## [WHAT IS ASKED]
A. According to the drill housing description, what prevents the fluid supply tube 13 from rotating within the housing 11?
B. Reproduce everything in the drill housing description from "The other end of the housing 11 supports" down to "the drive sub-bit support 17.".

## [PROVIDED TEXT]
==================================================

The embodiment comprises a substantially tubular housing 11 which is closed
at one end thereof by an end plate 12. The housing 11 supports a central
fluid supply tube 13 which is fixed to the one end of the housing 11 to
extend substantially centrally and axially through the housing 11 beyond
the other end of the housing 11. The free end of the fluid supply tube 13
is adapted to be mounted to a drill string (not shown).
To retain the fluid supply tube 13 within the housing 11 the internal face
of the housing 11 in the region spaced inwardly from the one end thereof
is formed with a reduced diameter portion 14. The axial face of the
reduced diameter portion 14 is formed to be gradually divergent to provide
a gradual taper towards the one end. The one end of the fluid supply tube
13 has a configuration which is complementary to the cross sectional
configuration of the housing 11 in the region of the reduced diameter
portion thereof. This serves to prevent axial displacement of the fluid
supply tube 13 towards the other end of the housing.
The end plate 12 is received over the one end of the housing 11 to close
that end and is fixed to the one end by a first set of circumferentially
spaced studs 15. In addition, the end plate 12 is fixed to the one end of
the fluid supply tube 13 by a second set of circumferentially spaced studs
16.
Rotation of the fluid supply tube 13 within the housing 11 is prevented by
the presence of an axially directed key 42 which is received in
complementary grooves provided in the opposed faces of the fluid supply
tube 13 and housing 11 in the region of the one end thereof.
The other end of the housing 11 supports a drill bit 18 located within a
drive sub-bit support 17 which is threadably or otherwise fixed to the
housing 11.
Alternatively, the drill bit 18 may be formed as an integral component
thereof. The drill bit 18 is retained in the drive sub-bit support 17
through a bit retaining ring 19 which is supported from the internal face
of the housing 11 at a location spaced inwardly from the other end
thereof. The drill bit 18 is formed at its innermost end with a set of
circumferentially spaced lugs 20 which are engageable with the bit
retaining ring 19 in order that they cannot be moved outwardly beyond the
bit retaining ring 19, thus serving to limit the degree of outward
movement of the drill bit 18 from the drive sub-bit support 17.
As shown in FIG. 6 the support 17 is formed with a waisted portion 21
adjacent the lugs 20 and beyond the waisted portion is formed with a
plurality of axial splines 22 which are substantially coaxial with the
lugs 20. The splines 22 and the lugs 20 are slidably received in
complementary splines 23 provided on the internal face of the drive
sub-bit support 17. This enables the drill bit 18 to slide axially within
the drive sub-bit support 17 and the housing 11 but serves to prevent
relative rotation of the drill bit 18 with respect to the housing 11 and
drive sub-bit support 17.

==================================================

## [EXTRACTED ENTRIES]
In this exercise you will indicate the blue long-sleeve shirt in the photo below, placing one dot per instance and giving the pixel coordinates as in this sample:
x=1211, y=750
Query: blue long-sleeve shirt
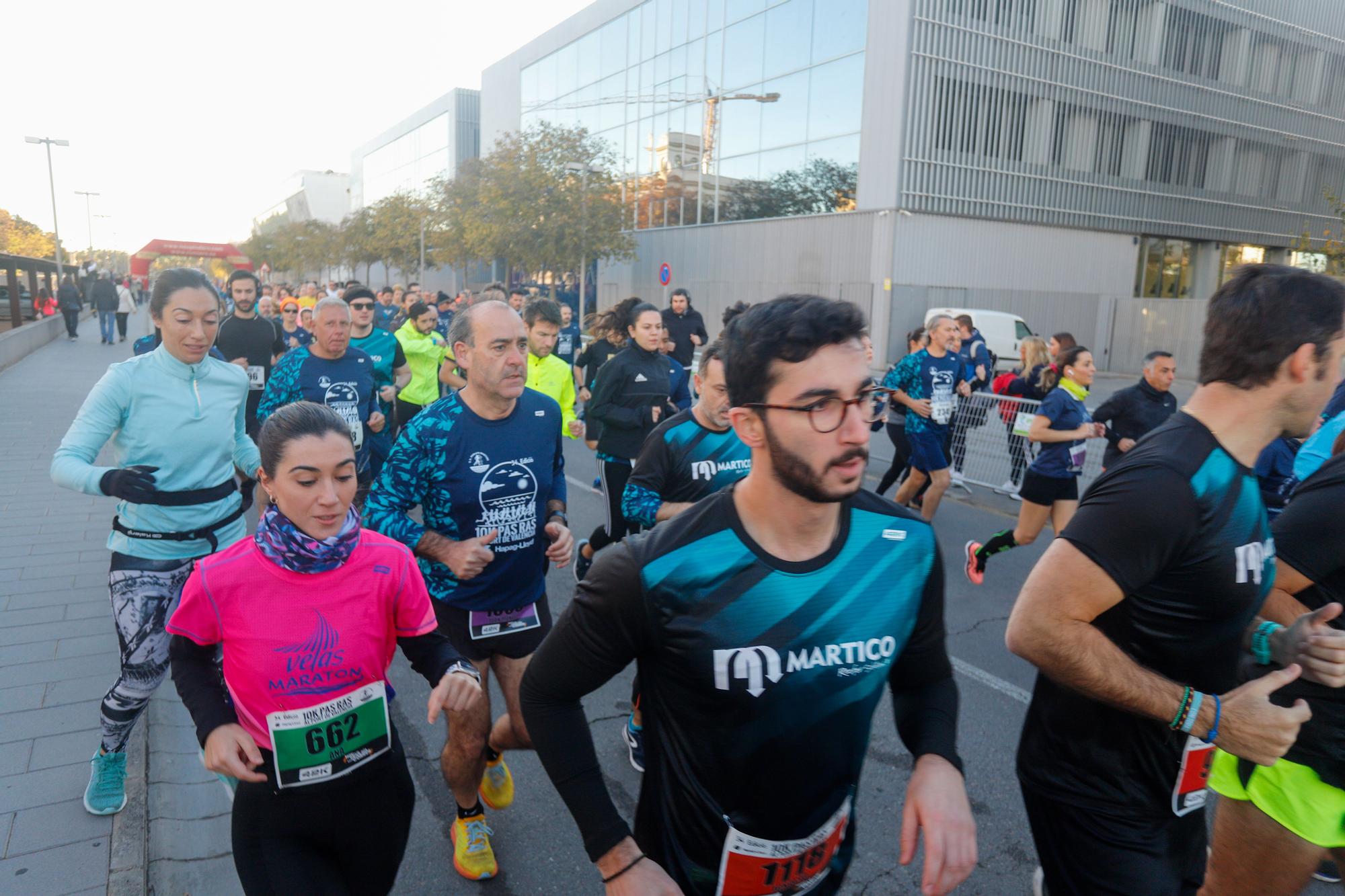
x=470, y=477
x=189, y=420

==================================================

## [TASK-BY-TASK SOLUTIONS]
A. An axially directed key 42, received in complementary grooves in the opposed faces of the fluid supply tube 13 and the housing 11, prevents rotation.

B.
The other end of the housing 11 supports a drill bit 18 located within a
drive sub-bit support 17 which is threadably or otherwise fixed to the
housing 11.
Alternatively, the drill bit 18 may be formed as an integral component
thereof. The drill bit 18 is retained in the drive sub-bit support 17
through a bit retaining ring 19 which is supported from the internal face
of the housing 11 at a location spaced inwardly from the other end
thereof. The drill bit 18 is formed at its innermost end with a set of
circumferentially spaced lugs 20 which are engageable with the bit
retaining ring 19 in order that they cannot be moved outwardly beyond the
bit retaining ring 19, thus serving to limit the degree of outward
movement of the drill bit 18 from the drive sub-bit support 17.